ASSIGNMENT => The answer must be every entry, retyped without a single difference.
[Start of section]
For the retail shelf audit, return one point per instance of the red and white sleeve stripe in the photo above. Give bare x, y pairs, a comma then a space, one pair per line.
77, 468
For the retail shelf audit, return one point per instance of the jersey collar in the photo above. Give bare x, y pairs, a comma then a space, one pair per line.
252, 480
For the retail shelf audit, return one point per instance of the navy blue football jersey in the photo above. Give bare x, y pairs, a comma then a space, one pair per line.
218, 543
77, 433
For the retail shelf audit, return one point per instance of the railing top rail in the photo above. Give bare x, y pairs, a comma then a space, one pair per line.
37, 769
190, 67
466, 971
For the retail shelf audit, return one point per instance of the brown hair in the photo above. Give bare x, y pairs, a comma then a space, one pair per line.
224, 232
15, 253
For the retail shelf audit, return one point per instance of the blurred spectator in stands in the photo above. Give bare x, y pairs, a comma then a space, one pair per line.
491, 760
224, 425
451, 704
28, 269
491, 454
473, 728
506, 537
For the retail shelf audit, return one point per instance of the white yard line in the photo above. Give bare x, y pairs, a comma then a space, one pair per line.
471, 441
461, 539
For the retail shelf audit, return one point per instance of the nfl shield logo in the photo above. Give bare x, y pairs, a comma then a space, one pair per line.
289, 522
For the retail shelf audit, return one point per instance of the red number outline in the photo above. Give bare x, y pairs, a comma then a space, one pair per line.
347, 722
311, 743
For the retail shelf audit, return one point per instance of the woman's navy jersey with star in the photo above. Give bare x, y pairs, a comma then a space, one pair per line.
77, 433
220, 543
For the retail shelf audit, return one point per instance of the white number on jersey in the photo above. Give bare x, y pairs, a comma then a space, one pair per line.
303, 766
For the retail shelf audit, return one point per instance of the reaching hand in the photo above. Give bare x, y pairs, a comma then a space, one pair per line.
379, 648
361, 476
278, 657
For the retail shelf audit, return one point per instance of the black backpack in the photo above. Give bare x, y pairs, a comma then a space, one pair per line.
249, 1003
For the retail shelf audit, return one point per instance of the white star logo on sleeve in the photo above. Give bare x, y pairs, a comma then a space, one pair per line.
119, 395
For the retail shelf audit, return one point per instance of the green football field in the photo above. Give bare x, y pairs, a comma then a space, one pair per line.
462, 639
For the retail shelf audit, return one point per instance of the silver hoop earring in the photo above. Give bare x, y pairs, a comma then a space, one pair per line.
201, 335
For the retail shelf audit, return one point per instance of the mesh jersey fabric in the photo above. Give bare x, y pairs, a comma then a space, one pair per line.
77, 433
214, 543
[End of section]
EXERCISE ANSWER =>
For the retail shelf audit, return one point per instance of the red and white sleeve stripe in the photo above. Give bare x, y pairs, a comma then a space, one pair per line.
77, 468
For the retail shelf audit, return one point per instance of the jersey collar in the photo above. Give bare x, y pairs, a comma then a space, one pair per line.
252, 480
For the retail shelf audit, return one point per instance of the navy blue football jersey in the photo above. Give bare x, y pairs, a comma then a space, one pair per line.
218, 543
77, 433
For the retail shelf audit, return one point per instance of the railing top rail in the photo above. Give bare x, y pairs, a comma then a space, one pair per line.
37, 769
190, 67
466, 971
For the retail shelf audit, return one point per instance of the brown hair in the photo above. Give bare x, y pairs, a comma then a space, one pair per line.
224, 232
15, 253
For the retail shelf audit, return one point per instance of the blurred spectator in stands in the photo above. Give bare x, y pairs, a comma then a space, one pair per line.
491, 760
224, 425
451, 704
28, 269
491, 454
473, 728
506, 537
For the retail shelf audit, return one point per instance of the white yard line in the photo above. Give bare x, y pairs, a comma then a space, one pair per line.
471, 441
461, 539
For the retail shelf audit, return one point per instance of the nfl shield logo in the photo above. Give bare x, y pairs, a comma then a space, one pair per line.
289, 522
For the retail shelf audit, return one point per instance of the red number outline in the photo above. Give bare x, y pairs, a comma then a space, one pair per line.
347, 722
311, 743
For the retail shelf audit, return one point per instance of the woman's navy jersey with star in the photo above. Give bare x, y pairs, a comma then a space, one pair per line.
77, 433
220, 543
For the retail shelf audit, return one point per instance of the white number on jersey in the photo above. Give bare x, y pairs, a comma then a space, one pair per line.
303, 766
For the retail shelf audit, return one point per instance of the reaching hand in the photo above. Give bare x, y pairs, a comma then a space, one pair per line.
379, 648
361, 476
278, 657
For the retail shelf audit, return one point per instance of the black backpack in the photo above. Give bare x, y pairs, a comma then a space, one pair per line.
249, 1003
For the retail shelf audit, return one point per instance of the white star logo on sleeve in the photo above. Give bare x, y pairs, a comma then a space, one pair per line.
119, 395
For the retail shelf audit, return one point per instance of the green football field in the photo above. Give bare x, y pairs, a comma then a space, one pair per line.
462, 639
For the retail shelf audit, return one point per instance of the silver hoop earring in the photo above. Give bare x, y pairs, a comma then a space, one pair per line.
201, 335
For the retail shelf audit, return one point per instance of the mesh jersey fabric in the photo above. Give bare x, y pairs, a comma then a space, one pair per line.
77, 433
214, 543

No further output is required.